What you should do - Copy each of the items below word for word, keeping every line unchanged.

[Collected data]
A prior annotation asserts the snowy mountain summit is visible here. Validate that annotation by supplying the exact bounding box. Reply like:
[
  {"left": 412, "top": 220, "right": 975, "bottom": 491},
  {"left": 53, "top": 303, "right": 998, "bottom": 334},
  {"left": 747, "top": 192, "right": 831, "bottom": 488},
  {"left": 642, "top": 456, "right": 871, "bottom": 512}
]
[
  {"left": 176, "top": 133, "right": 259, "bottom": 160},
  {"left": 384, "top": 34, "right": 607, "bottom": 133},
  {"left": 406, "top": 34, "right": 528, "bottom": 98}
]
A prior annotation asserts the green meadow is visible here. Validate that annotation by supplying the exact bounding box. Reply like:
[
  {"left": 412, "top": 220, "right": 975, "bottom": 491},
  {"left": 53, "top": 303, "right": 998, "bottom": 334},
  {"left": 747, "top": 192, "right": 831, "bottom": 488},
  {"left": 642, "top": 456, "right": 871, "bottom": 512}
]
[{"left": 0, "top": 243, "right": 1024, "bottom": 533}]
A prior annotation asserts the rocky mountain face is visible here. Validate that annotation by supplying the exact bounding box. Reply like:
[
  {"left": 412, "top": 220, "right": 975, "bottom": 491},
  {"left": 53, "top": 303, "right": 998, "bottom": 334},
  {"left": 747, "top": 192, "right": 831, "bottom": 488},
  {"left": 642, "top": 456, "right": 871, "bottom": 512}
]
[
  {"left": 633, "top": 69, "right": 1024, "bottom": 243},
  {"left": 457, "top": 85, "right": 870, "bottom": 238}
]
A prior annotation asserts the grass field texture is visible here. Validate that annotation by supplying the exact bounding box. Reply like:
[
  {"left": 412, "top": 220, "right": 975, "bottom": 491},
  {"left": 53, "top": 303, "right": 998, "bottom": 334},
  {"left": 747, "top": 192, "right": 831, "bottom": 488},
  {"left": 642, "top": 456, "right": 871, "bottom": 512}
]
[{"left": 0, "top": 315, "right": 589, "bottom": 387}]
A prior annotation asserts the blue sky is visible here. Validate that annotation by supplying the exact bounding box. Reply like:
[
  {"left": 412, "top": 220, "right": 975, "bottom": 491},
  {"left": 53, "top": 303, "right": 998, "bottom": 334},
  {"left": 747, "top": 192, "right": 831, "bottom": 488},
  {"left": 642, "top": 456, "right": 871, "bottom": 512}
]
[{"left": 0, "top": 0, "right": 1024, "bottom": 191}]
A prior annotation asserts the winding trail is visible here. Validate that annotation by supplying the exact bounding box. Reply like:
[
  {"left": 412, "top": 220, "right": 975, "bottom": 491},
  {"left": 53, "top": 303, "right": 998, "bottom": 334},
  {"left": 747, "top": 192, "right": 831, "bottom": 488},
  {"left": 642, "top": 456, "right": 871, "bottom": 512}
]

Exercise answer -
A prior annotation asserts the snowy mountain summit is visible here. Validate that annotation by supplying the exact bounding box. Reply like:
[
  {"left": 412, "top": 220, "right": 975, "bottom": 491},
  {"left": 53, "top": 303, "right": 998, "bottom": 334},
  {"left": 747, "top": 192, "right": 831, "bottom": 488},
  {"left": 642, "top": 456, "right": 871, "bottom": 512}
]
[
  {"left": 176, "top": 133, "right": 259, "bottom": 160},
  {"left": 384, "top": 34, "right": 607, "bottom": 133},
  {"left": 406, "top": 34, "right": 528, "bottom": 98}
]
A prior annotation asserts the green meadow is visible here. Validate that annotation by supplying the exact bounding box. Reply like:
[
  {"left": 412, "top": 220, "right": 975, "bottom": 491},
  {"left": 53, "top": 303, "right": 998, "bottom": 334},
  {"left": 747, "top": 192, "right": 831, "bottom": 488},
  {"left": 642, "top": 456, "right": 871, "bottom": 512}
]
[{"left": 0, "top": 243, "right": 1024, "bottom": 533}]
A prior annotation asserts the rocky mountain face is visible here. Validate that annotation by supplying the exact bounding box. Reply like:
[
  {"left": 412, "top": 220, "right": 975, "bottom": 491},
  {"left": 53, "top": 303, "right": 998, "bottom": 334},
  {"left": 747, "top": 192, "right": 831, "bottom": 488},
  {"left": 642, "top": 456, "right": 871, "bottom": 512}
]
[
  {"left": 633, "top": 69, "right": 1024, "bottom": 243},
  {"left": 457, "top": 85, "right": 870, "bottom": 238}
]
A prior annotation asserts the grass field texture is visible here. Validate that annotation by supplying the exact bounding box. Reply like:
[
  {"left": 412, "top": 220, "right": 975, "bottom": 491},
  {"left": 53, "top": 303, "right": 998, "bottom": 334},
  {"left": 747, "top": 192, "right": 831, "bottom": 488},
  {"left": 642, "top": 456, "right": 871, "bottom": 512}
]
[{"left": 0, "top": 315, "right": 589, "bottom": 387}]
A prior annotation asserts the blue sky is visible here. Validate that annotation by supplying the exact bounding box. Reply like:
[
  {"left": 412, "top": 220, "right": 975, "bottom": 491},
  {"left": 53, "top": 303, "right": 998, "bottom": 334},
  {"left": 747, "top": 192, "right": 831, "bottom": 488},
  {"left": 642, "top": 456, "right": 871, "bottom": 512}
]
[{"left": 0, "top": 0, "right": 1024, "bottom": 191}]
A prior annotation asserts the winding trail is visible here. Validate that annotation by supplying the exact bounding box. Reply like:
[
  {"left": 412, "top": 220, "right": 975, "bottom": 491},
  {"left": 53, "top": 303, "right": 998, "bottom": 334},
  {"left": 747, "top": 192, "right": 831, "bottom": 488},
  {"left": 642, "top": 456, "right": 871, "bottom": 512}
]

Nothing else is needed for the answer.